## WHAT IS REQUIRED
Where the line containing "the bird's black" appears in the records below, begin there and write out each line exactly until the last one, and nothing more.

## TASK INPUT
====

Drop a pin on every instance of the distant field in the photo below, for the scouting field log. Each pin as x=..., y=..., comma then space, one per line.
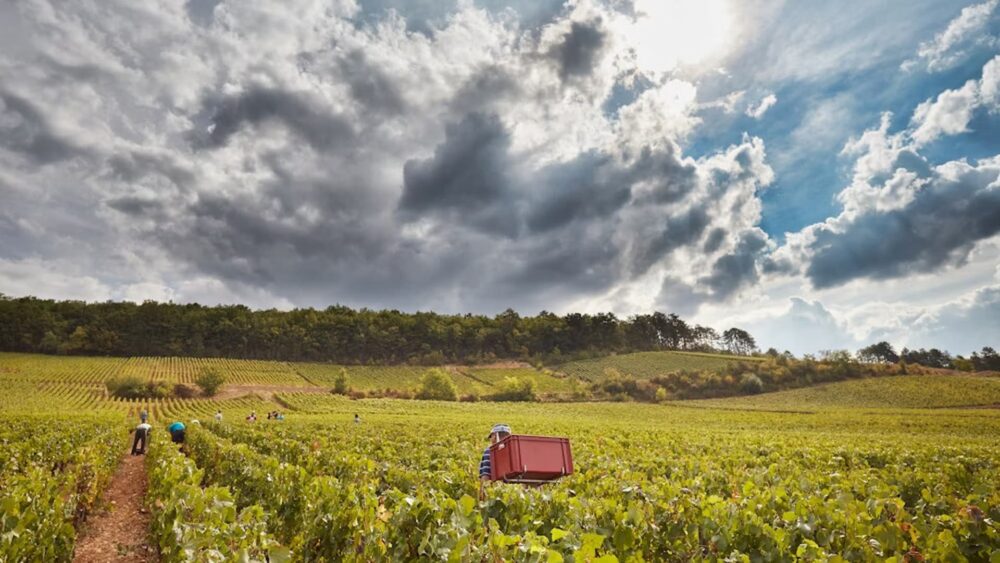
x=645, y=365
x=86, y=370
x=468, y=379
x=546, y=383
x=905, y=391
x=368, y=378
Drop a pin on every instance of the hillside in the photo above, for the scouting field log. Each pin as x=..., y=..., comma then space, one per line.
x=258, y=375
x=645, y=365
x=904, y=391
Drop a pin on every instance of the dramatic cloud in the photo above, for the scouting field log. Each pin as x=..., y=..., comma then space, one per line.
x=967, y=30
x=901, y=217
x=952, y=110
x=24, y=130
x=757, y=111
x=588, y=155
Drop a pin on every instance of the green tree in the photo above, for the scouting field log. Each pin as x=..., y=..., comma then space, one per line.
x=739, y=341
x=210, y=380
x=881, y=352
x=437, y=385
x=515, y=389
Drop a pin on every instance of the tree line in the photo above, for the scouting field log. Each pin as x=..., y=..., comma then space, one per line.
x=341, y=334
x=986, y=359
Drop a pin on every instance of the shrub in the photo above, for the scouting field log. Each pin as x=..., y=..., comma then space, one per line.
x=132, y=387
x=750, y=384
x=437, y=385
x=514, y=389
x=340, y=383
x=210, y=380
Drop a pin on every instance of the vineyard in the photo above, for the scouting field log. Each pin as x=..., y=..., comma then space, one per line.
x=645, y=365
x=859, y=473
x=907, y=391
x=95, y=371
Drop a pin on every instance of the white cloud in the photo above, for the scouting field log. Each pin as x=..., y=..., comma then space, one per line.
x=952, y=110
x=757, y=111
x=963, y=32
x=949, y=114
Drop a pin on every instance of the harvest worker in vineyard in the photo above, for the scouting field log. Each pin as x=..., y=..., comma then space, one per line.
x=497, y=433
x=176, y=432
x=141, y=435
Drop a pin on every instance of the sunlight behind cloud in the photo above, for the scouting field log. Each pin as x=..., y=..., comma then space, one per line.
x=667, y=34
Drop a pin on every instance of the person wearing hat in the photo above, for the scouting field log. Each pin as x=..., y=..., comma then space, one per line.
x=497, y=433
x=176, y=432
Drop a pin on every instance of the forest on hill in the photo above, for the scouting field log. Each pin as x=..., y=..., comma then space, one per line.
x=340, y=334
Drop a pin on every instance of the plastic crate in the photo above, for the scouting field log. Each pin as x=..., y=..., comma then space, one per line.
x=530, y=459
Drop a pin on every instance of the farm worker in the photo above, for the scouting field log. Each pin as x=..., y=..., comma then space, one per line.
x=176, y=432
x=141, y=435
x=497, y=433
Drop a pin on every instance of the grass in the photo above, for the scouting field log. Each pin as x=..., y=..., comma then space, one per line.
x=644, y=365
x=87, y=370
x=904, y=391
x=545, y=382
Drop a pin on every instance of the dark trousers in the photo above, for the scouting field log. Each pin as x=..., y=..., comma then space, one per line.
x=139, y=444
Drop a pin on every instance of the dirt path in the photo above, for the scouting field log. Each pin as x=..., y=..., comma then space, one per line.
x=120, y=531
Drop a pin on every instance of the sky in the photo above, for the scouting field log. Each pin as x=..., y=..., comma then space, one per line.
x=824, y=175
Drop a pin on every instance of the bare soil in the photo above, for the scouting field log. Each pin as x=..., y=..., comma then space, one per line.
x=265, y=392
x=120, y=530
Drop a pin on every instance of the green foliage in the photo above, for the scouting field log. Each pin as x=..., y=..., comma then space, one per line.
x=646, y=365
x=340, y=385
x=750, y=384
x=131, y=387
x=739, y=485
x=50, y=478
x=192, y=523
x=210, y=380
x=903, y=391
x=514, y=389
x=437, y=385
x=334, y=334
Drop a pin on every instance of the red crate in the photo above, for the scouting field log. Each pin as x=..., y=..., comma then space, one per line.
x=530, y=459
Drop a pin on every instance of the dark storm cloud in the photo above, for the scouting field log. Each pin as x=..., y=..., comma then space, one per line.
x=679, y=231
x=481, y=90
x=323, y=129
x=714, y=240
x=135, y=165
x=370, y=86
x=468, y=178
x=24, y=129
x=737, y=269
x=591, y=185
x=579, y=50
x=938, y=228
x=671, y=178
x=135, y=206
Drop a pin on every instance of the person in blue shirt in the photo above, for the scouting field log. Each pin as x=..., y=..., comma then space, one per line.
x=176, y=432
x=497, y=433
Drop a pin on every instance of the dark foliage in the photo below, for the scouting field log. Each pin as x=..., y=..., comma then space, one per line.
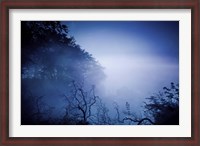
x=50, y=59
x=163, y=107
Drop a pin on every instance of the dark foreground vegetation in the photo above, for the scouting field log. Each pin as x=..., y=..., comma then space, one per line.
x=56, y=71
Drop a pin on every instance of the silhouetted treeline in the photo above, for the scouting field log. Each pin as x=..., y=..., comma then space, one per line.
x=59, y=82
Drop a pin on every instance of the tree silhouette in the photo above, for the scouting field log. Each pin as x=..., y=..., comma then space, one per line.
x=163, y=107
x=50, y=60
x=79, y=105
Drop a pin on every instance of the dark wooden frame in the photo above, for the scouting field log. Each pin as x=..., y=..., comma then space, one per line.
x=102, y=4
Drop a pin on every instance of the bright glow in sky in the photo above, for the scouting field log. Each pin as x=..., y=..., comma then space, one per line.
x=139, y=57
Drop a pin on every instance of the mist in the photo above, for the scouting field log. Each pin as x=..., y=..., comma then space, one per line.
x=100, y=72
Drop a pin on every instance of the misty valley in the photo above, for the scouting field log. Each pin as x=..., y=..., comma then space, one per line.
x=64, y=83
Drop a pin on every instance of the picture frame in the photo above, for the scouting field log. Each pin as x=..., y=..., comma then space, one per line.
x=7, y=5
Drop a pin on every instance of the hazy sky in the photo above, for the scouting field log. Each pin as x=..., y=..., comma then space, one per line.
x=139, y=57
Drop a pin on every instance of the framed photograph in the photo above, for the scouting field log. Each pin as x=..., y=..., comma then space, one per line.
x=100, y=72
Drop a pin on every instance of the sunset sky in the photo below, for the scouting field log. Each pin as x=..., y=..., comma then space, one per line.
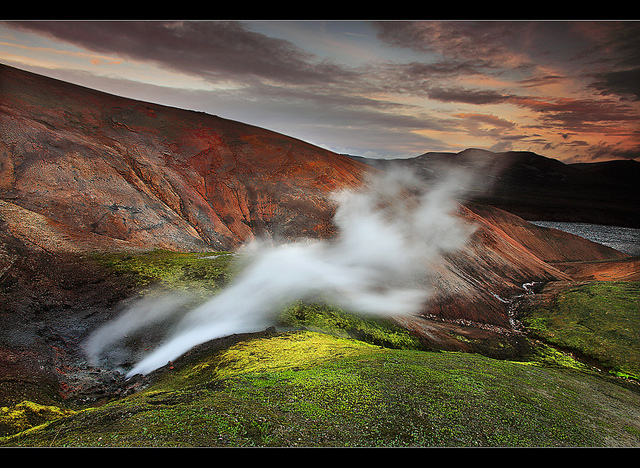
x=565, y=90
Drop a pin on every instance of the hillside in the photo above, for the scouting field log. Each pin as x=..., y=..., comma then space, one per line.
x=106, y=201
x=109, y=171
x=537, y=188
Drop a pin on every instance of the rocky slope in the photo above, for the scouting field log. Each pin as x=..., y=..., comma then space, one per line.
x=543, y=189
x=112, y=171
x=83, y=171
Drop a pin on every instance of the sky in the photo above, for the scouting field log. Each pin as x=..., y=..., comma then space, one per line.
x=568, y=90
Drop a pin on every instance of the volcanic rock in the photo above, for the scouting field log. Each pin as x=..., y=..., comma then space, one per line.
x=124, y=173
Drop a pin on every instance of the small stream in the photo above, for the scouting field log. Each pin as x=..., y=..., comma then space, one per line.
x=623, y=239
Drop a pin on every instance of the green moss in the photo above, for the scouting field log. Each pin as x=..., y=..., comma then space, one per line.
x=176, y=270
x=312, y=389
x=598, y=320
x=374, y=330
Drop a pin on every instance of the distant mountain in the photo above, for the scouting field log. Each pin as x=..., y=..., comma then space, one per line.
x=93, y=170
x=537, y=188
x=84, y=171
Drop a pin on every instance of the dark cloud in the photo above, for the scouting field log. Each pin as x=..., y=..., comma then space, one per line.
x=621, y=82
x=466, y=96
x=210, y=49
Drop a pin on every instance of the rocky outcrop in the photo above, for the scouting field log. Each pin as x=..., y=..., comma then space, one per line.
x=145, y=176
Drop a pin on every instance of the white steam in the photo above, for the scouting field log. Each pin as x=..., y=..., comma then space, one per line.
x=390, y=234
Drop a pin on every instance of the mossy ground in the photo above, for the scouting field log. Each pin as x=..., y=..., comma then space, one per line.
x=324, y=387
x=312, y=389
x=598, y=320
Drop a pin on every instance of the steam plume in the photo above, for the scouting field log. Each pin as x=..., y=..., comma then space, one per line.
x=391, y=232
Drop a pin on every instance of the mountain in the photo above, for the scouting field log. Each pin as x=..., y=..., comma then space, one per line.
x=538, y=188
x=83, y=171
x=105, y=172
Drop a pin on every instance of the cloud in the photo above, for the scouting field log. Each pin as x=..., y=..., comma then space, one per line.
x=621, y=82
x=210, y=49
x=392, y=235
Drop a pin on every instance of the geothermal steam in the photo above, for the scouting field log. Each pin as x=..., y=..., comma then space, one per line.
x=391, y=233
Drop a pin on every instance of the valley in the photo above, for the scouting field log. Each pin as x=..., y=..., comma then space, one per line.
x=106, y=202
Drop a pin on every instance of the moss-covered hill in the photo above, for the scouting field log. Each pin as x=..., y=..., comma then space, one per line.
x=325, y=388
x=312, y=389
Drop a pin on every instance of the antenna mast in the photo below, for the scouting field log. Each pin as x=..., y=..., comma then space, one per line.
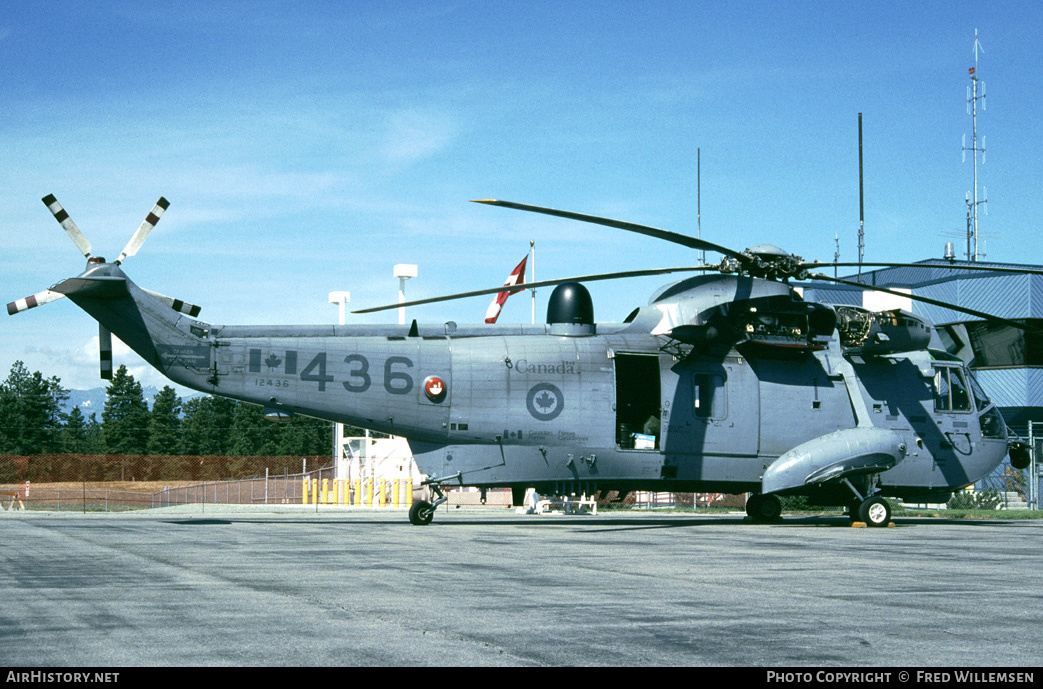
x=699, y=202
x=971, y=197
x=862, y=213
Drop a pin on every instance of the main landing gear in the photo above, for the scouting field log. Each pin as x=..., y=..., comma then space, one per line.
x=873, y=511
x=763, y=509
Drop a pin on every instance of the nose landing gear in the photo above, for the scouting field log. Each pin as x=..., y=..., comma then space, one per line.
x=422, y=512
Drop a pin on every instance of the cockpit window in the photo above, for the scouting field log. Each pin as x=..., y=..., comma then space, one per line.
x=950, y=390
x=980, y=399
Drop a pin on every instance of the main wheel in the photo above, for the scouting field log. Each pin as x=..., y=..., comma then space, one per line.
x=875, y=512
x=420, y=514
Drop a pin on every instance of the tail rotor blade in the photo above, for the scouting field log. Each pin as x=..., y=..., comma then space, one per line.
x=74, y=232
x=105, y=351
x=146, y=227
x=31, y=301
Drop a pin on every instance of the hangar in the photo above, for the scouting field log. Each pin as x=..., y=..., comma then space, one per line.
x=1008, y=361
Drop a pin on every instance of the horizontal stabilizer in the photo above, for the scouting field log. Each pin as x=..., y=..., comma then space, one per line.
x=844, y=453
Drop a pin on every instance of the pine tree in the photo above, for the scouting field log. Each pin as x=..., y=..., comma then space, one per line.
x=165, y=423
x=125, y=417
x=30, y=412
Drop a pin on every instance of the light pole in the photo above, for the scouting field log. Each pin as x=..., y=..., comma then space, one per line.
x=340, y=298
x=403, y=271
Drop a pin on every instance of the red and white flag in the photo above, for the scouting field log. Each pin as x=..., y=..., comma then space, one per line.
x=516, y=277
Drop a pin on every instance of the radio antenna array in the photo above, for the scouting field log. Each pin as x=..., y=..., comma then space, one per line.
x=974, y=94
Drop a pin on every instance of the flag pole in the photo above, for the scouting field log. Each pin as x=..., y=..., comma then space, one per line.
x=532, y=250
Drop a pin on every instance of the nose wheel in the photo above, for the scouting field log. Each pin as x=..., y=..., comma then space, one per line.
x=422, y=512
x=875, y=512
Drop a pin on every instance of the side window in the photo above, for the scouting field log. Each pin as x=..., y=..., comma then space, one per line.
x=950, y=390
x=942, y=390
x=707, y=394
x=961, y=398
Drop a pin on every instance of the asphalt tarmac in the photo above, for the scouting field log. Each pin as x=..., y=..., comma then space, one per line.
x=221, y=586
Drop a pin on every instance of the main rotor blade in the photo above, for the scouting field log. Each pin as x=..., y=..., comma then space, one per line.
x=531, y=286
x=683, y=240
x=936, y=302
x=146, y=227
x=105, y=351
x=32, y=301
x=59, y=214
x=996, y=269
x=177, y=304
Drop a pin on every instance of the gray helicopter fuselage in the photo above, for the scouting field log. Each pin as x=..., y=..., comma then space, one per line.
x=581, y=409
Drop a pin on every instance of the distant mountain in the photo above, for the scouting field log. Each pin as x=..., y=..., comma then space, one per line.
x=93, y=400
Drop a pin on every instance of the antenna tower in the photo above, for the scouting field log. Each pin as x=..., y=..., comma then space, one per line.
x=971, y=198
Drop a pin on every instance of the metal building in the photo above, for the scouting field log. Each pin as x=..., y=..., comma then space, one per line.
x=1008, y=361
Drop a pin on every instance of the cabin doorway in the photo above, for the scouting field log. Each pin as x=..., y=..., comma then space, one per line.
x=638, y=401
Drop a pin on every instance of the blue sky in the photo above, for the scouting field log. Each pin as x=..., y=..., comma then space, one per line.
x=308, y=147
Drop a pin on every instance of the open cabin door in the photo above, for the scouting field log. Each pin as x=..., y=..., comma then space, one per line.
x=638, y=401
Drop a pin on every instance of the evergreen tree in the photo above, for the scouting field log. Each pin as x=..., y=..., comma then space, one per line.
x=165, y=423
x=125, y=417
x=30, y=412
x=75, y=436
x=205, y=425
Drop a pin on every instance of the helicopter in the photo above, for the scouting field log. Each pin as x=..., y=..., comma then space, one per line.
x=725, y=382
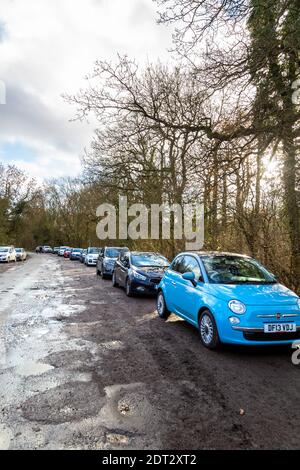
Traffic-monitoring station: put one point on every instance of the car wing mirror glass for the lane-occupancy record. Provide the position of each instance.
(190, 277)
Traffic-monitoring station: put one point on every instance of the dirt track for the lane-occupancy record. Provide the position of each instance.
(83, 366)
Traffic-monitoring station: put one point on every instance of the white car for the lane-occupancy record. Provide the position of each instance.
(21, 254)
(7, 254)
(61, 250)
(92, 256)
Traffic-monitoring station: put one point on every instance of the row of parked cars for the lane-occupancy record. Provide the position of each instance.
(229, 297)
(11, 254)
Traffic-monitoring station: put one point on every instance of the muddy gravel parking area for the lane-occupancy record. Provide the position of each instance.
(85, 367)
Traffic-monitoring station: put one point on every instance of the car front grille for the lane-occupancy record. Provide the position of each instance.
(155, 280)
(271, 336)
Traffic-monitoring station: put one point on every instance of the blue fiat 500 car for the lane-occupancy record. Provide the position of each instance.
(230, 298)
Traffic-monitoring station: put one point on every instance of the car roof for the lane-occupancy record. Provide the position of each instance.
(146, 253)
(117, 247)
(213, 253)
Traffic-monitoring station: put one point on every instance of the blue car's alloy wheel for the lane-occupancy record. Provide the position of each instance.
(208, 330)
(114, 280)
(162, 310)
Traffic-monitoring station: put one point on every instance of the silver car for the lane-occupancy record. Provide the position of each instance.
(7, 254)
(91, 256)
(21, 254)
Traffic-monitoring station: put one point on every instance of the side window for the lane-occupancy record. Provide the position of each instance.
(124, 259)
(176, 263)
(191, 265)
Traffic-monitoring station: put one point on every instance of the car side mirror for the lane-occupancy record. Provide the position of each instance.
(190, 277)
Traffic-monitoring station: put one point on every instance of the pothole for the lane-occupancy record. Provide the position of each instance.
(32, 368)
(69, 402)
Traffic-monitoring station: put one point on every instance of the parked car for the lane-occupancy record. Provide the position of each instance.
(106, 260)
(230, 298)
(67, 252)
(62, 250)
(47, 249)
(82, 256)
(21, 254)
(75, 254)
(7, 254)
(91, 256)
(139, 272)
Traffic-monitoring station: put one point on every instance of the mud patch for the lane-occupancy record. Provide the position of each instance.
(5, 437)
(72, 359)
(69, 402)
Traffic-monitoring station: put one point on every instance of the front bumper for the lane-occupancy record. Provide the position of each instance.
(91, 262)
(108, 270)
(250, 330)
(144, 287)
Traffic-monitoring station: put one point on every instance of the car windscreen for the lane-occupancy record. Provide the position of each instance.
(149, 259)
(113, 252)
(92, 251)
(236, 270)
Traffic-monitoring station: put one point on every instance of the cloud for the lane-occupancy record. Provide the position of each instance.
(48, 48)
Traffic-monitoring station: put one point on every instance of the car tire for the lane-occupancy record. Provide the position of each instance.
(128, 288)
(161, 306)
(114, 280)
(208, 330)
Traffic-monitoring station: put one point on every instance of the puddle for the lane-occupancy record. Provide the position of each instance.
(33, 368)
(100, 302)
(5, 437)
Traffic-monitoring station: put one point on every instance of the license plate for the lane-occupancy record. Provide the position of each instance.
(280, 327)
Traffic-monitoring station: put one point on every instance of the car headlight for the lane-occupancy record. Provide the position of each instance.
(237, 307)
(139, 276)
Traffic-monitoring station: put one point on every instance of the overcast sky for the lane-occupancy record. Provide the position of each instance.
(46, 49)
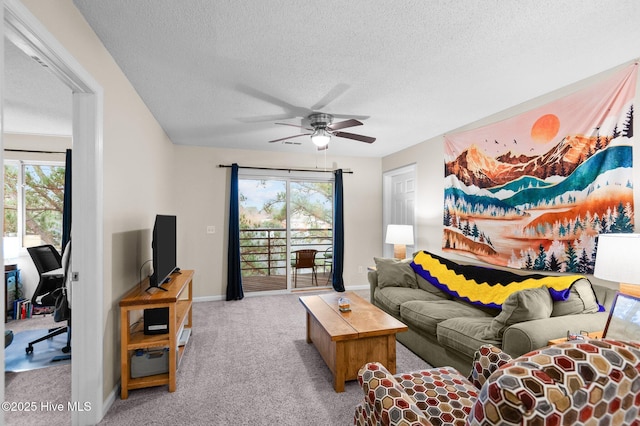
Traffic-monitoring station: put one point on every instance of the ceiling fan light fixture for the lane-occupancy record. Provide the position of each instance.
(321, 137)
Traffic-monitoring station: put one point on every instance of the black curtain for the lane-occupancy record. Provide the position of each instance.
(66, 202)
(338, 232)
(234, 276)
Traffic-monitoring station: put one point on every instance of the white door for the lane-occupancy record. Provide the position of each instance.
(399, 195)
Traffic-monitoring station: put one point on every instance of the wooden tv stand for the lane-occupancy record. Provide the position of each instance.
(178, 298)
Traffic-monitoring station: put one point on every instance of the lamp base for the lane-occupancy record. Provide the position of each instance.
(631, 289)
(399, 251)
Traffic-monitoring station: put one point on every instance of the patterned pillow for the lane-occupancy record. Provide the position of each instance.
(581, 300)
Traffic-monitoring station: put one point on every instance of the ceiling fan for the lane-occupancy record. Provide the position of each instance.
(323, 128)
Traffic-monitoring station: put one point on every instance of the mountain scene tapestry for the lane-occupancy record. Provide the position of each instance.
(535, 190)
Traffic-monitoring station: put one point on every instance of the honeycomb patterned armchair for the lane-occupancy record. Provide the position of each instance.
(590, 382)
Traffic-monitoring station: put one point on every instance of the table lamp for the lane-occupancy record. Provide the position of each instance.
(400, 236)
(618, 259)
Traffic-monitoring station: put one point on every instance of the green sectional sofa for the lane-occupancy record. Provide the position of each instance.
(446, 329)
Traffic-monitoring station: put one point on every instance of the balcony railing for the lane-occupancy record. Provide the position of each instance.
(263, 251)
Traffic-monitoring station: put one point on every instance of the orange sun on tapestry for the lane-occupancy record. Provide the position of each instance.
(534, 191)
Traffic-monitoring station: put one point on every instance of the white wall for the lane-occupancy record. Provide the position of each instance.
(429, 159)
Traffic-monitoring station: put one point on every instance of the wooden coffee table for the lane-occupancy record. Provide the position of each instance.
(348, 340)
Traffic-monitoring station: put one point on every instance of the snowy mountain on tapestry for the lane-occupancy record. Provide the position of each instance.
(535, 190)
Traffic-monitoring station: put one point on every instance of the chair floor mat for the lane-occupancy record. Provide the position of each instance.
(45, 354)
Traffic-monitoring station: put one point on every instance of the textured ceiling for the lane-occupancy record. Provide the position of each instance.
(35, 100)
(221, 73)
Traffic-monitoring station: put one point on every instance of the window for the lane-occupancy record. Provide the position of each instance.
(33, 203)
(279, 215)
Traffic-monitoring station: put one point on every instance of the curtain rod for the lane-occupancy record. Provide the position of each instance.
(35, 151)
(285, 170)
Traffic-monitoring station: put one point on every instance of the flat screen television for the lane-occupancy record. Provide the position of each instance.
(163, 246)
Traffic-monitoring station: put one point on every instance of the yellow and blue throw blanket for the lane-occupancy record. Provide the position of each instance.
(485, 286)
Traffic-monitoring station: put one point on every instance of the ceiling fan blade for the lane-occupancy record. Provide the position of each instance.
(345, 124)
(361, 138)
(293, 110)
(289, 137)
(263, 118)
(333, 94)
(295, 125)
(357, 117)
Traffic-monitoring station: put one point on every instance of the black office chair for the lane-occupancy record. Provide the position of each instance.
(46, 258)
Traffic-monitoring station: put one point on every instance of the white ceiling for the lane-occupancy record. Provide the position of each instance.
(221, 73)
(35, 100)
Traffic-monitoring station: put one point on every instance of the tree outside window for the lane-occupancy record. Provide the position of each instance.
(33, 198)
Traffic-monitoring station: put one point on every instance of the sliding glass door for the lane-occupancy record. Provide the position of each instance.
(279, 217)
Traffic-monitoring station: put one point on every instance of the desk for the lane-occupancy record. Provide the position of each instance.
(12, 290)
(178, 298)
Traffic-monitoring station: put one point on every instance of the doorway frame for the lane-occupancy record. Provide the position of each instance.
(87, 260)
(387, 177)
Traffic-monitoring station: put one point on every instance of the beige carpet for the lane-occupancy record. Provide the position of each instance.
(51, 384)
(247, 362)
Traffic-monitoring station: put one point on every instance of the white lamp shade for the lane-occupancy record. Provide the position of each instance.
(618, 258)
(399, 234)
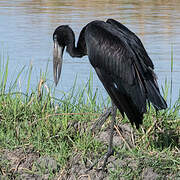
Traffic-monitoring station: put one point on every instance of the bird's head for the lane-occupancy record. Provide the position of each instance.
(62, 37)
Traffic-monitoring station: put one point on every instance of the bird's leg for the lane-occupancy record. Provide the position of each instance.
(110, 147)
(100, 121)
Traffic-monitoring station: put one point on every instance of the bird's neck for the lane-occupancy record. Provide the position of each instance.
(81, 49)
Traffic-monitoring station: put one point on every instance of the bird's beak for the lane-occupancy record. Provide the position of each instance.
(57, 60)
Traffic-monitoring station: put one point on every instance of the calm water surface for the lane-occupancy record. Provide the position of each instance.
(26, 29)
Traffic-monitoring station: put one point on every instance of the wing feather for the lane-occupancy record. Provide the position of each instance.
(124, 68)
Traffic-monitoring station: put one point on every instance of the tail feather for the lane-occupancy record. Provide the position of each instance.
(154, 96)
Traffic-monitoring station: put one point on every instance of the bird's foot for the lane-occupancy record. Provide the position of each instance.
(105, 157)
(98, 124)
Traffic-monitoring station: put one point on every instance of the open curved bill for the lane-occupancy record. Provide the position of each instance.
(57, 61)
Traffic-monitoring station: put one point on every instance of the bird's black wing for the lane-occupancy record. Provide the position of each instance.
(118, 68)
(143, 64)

====

## RESPONSE
Traffic-monitoring station: put one point on every instance of the bird's black wing for the lane-occupancy record. Provide the position of each instance.
(118, 68)
(143, 64)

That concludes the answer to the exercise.